» **Data**
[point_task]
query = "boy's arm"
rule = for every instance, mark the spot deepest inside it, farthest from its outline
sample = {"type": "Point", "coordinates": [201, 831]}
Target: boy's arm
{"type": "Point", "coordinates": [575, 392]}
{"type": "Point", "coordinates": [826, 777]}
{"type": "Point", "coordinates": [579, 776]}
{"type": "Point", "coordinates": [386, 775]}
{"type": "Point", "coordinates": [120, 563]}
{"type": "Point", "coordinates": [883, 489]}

» **Work request**
The full listing should be duplicated exactly, line by line.

» **Exercise output**
[point_task]
query = "boy's arm"
rule = for every instance, mark the spot deepest inside it, farthest from its outline
sample = {"type": "Point", "coordinates": [201, 831]}
Target: boy's arm
{"type": "Point", "coordinates": [575, 392]}
{"type": "Point", "coordinates": [826, 777]}
{"type": "Point", "coordinates": [579, 776]}
{"type": "Point", "coordinates": [386, 775]}
{"type": "Point", "coordinates": [120, 563]}
{"type": "Point", "coordinates": [883, 489]}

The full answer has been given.